• [TRAVAIL DEMANDÉ]
1 – Dans le texte sur l'église Saint-Pierre de Sauveplantade, renvoyez tel quel le passage allant de « En effet, malgré » jusqu'à « remarquables. ».
2 – Réécrivez sous forme de liste le paragraphe du texte sur l'église Saint-Pierre de Sauveplantade qui commence par « Silva plantata », en conservant ses faits principaux.

• [EXTRAIT PRÉSENTÉ]
┏━━

C’est à juste titre que l’on qualifie souvent l’église Saint-
Pierre de Sauveplantade de « bijou de l’art roman ».
En effet, malgré ses très petites dimensions, elle présente
un exemple achevé d’édifice de style bénédictin ou en
croix latine. La qualité de sa construction et son
exceptionnel état de conservation sont également
remarquables.
Nous y sommes accueillis par M. Jacques Plantier, adjoint,
représentant Mme Monique Labrot, maire de
Rochecolombe, empêchée, ainsi que par Mmes Plantier et
Dubois.
Église Saint-Pierre de Sauveplantade - Le chevet |
Silva plantata, c’est ainsi qu’apparaît Sauveplantade dans
les textes anciens, notamment dans la fameuse charta vetus. La « forêt plantée », c’est la forêt qui a été défrichée
pour céder la place à des cultures et ceci remonte
certainement très haut dans le temps. En tous cas, il est
certain que ce lieu était habité à l’époque gallo-romaine,
comme en témoigne notamment le petit autel en calcaire
blanc déposé au fond de l’église qui a été trouvé en 1905
par le marquis de Vogüé « au cours d’une
excursion dans la vallée de l’Ardèche ».

┗━━

• [ENTRÉES FOURNIES]
┏━━

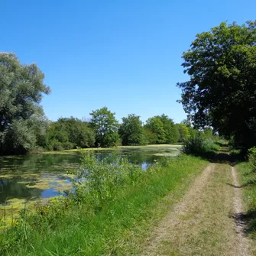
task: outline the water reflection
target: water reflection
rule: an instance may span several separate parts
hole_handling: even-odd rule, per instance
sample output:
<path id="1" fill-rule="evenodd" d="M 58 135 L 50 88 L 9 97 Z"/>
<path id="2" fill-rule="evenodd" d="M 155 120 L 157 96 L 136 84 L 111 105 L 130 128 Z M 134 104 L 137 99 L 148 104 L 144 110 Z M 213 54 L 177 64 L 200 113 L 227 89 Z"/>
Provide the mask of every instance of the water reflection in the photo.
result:
<path id="1" fill-rule="evenodd" d="M 147 169 L 154 160 L 179 153 L 177 147 L 145 147 L 122 148 L 118 151 L 95 151 L 100 160 L 109 154 L 126 157 L 130 162 Z M 78 153 L 41 154 L 0 157 L 0 204 L 9 198 L 28 199 L 55 196 L 59 190 L 70 186 L 71 177 L 66 171 L 77 168 L 80 163 Z"/>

┗━━

• [RÉPONSES ATTENDUES]
1 –
En effet, malgré ses très petites dimensions, elle présente
un exemple achevé d’édifice de style bénédictin ou en
croix latine. La qualité de sa construction et son
exceptionnel état de conservation sont également
remarquables.

2 –
- Dans les textes anciens, notamment dans la charta vetus, Sauveplantade apparaît sous le nom de Silva plantata.
- La « forêt plantée » désigne la forêt défrichée pour céder la place à des cultures, ce qui remonte certainement très haut dans le temps.
- Le lieu était habité à l'époque gallo-romaine.
- Le petit autel en calcaire blanc déposé au fond de l'église en témoigne notamment. Il a été trouvé en 1905 par le marquis de Vogüé au cours d'une excursion dans la vallée de l'Ardèche.